**Information shown**
========
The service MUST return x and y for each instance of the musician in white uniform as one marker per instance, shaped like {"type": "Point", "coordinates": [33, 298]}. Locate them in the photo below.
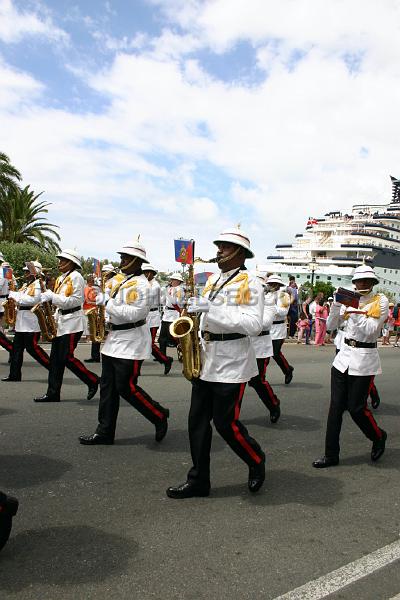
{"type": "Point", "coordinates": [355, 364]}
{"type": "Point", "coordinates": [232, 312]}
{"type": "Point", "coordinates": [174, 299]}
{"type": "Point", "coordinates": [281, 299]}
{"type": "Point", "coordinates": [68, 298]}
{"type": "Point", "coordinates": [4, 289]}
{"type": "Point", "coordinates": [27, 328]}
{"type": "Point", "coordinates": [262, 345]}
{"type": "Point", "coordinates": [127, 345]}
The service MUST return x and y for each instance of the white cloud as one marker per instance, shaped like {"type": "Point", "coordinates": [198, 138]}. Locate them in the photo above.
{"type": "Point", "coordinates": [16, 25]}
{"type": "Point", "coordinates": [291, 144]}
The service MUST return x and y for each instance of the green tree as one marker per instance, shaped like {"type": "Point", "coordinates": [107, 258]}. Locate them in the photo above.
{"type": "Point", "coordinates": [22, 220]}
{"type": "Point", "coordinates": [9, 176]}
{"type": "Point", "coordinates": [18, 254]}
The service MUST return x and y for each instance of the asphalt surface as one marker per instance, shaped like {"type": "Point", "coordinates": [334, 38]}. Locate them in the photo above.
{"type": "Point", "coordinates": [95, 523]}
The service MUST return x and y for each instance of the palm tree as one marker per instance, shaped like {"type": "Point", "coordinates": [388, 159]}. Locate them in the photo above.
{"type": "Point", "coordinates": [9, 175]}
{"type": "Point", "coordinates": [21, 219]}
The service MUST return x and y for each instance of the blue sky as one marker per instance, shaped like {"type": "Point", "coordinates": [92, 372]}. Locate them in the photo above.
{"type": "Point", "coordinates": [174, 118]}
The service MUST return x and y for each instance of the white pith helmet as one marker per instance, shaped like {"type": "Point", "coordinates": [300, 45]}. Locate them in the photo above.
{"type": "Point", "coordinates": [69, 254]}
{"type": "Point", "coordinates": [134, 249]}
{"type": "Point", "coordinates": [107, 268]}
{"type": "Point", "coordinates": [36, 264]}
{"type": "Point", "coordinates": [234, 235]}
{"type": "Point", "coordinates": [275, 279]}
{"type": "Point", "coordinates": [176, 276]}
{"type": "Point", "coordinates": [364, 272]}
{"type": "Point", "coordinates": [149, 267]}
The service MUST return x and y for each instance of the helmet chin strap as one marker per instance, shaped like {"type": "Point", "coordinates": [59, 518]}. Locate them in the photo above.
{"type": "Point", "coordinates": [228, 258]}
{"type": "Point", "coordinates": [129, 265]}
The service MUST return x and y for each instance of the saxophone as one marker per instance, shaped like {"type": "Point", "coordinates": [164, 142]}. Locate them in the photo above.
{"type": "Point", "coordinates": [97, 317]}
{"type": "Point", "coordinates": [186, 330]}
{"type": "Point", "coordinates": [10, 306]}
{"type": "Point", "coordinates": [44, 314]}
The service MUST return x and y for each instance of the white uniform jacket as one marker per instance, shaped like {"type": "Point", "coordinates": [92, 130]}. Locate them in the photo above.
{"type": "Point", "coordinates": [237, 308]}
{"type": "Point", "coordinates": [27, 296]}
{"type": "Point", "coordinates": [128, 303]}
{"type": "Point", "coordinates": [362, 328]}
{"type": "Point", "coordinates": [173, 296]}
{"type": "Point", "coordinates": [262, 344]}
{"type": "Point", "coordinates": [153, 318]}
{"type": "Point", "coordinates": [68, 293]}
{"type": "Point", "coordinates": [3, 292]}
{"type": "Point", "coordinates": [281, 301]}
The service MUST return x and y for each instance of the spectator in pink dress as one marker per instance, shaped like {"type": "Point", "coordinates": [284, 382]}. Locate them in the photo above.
========
Go through the entries above and output them exactly, without pictures.

**Written solution**
The service MUST return x and y for each instance of the musician in white uniform as one marker per instance, shaped like {"type": "Point", "coordinates": [33, 298]}. Locate them in the photo below.
{"type": "Point", "coordinates": [355, 364]}
{"type": "Point", "coordinates": [232, 312]}
{"type": "Point", "coordinates": [174, 299]}
{"type": "Point", "coordinates": [281, 299]}
{"type": "Point", "coordinates": [68, 298]}
{"type": "Point", "coordinates": [4, 289]}
{"type": "Point", "coordinates": [27, 328]}
{"type": "Point", "coordinates": [262, 345]}
{"type": "Point", "coordinates": [127, 345]}
The service MUST return x and y for each instance of the white cloud as one marker per instance, shaped like {"type": "Point", "coordinates": [198, 138]}. Locate them in the photo above.
{"type": "Point", "coordinates": [16, 25]}
{"type": "Point", "coordinates": [291, 144]}
The service MUST return x and y for each instance of the green tree as one marker per instance, shaped like {"type": "Point", "coordinates": [107, 258]}. Locate them in the photo above.
{"type": "Point", "coordinates": [22, 220]}
{"type": "Point", "coordinates": [9, 176]}
{"type": "Point", "coordinates": [18, 254]}
The service MUST return x and y for each instance of the asphalt surface as one marker per instance, shaped like {"type": "Point", "coordinates": [334, 38]}. Locate them in the photo above.
{"type": "Point", "coordinates": [95, 523]}
The service MUST return x and y for each instance of the palm tree as one marker per instance, shaped like {"type": "Point", "coordinates": [388, 159]}. Locate them in the photo above.
{"type": "Point", "coordinates": [9, 175]}
{"type": "Point", "coordinates": [21, 219]}
The service MUST return x and y for each instance of the blue sky as one marker per instance, shaped like {"type": "Point", "coordinates": [92, 372]}. Locate them in the photo above.
{"type": "Point", "coordinates": [174, 118]}
The service MUST return x and y for each instance of the white pith helmet as one marker per instance, shaped like {"type": "Point", "coordinates": [300, 45]}. Locate them in the photo above.
{"type": "Point", "coordinates": [69, 254]}
{"type": "Point", "coordinates": [134, 249]}
{"type": "Point", "coordinates": [107, 268]}
{"type": "Point", "coordinates": [36, 264]}
{"type": "Point", "coordinates": [234, 235]}
{"type": "Point", "coordinates": [275, 279]}
{"type": "Point", "coordinates": [176, 276]}
{"type": "Point", "coordinates": [364, 272]}
{"type": "Point", "coordinates": [149, 267]}
The service MUST return x and y for each instance of the helmet chin strap as one marker per instance, shaped like {"type": "Point", "coordinates": [59, 518]}. Locate them in the photo above.
{"type": "Point", "coordinates": [228, 258]}
{"type": "Point", "coordinates": [129, 265]}
The service MUST return x and y for each instance of the saxophone as one marker per instance, shaped like {"type": "Point", "coordinates": [164, 142]}. Locate them in the photo above.
{"type": "Point", "coordinates": [97, 317]}
{"type": "Point", "coordinates": [186, 330]}
{"type": "Point", "coordinates": [10, 306]}
{"type": "Point", "coordinates": [44, 314]}
The service MUST return x and y for each instance of the white uniform jacket as one marker per instance, shaped like {"type": "Point", "coordinates": [92, 130]}. Locate them in the photo above.
{"type": "Point", "coordinates": [237, 308]}
{"type": "Point", "coordinates": [27, 296]}
{"type": "Point", "coordinates": [128, 303]}
{"type": "Point", "coordinates": [362, 328]}
{"type": "Point", "coordinates": [173, 296]}
{"type": "Point", "coordinates": [262, 344]}
{"type": "Point", "coordinates": [153, 318]}
{"type": "Point", "coordinates": [68, 293]}
{"type": "Point", "coordinates": [3, 292]}
{"type": "Point", "coordinates": [281, 301]}
The service MUST return x and y for each instance of the spectator in pink dress as one marker per instance, shaped like {"type": "Point", "coordinates": [284, 382]}. Locate them in the photo above.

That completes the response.